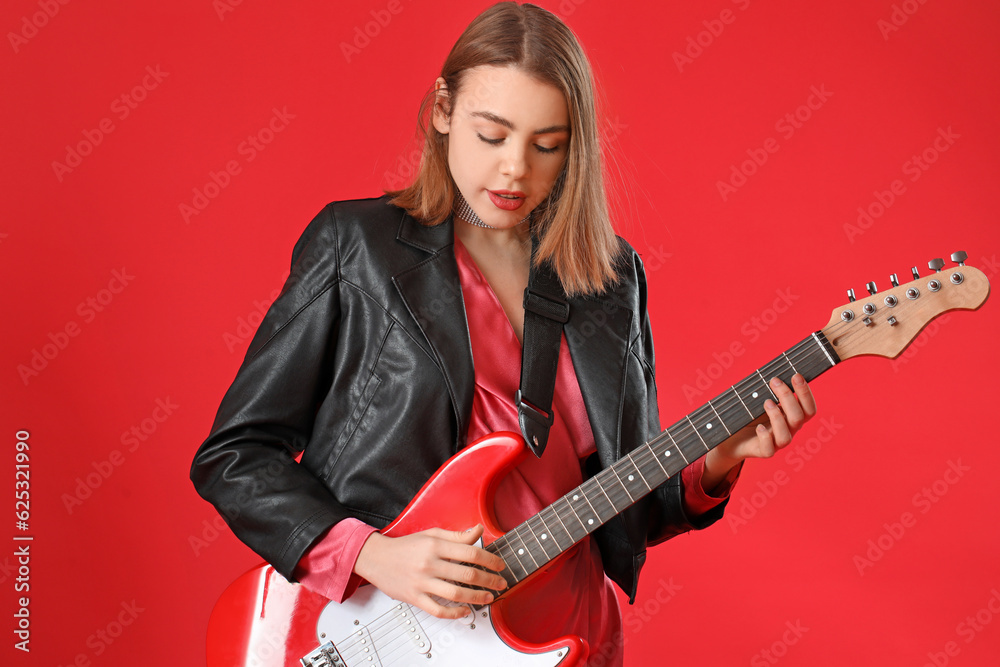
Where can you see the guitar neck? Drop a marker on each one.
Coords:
(543, 537)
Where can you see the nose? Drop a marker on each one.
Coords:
(514, 163)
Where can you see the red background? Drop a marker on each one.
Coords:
(175, 331)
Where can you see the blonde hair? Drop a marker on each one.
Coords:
(573, 224)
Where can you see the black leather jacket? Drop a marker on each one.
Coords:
(364, 364)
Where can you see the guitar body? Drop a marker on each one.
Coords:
(262, 620)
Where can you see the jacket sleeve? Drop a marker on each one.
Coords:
(247, 466)
(668, 512)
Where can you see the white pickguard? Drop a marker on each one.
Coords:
┄┄┄┄┄┄
* [Work request]
Transcribe the records above exactly, beginning at the line that contains "Where can you see the nose?" and ending with the line that contains "Where can you see the black", both included, and nothing else.

* [Answer box]
Where can you see the nose? Drop a marker on each one.
Coords:
(514, 163)
Where can you see the red background? Drop a marker on each one.
Coords:
(175, 331)
Where can you see the blonde hair? Drop a marker on each one.
Coords:
(573, 224)
Where can you see the black leather jacket? Drop a marker on each one.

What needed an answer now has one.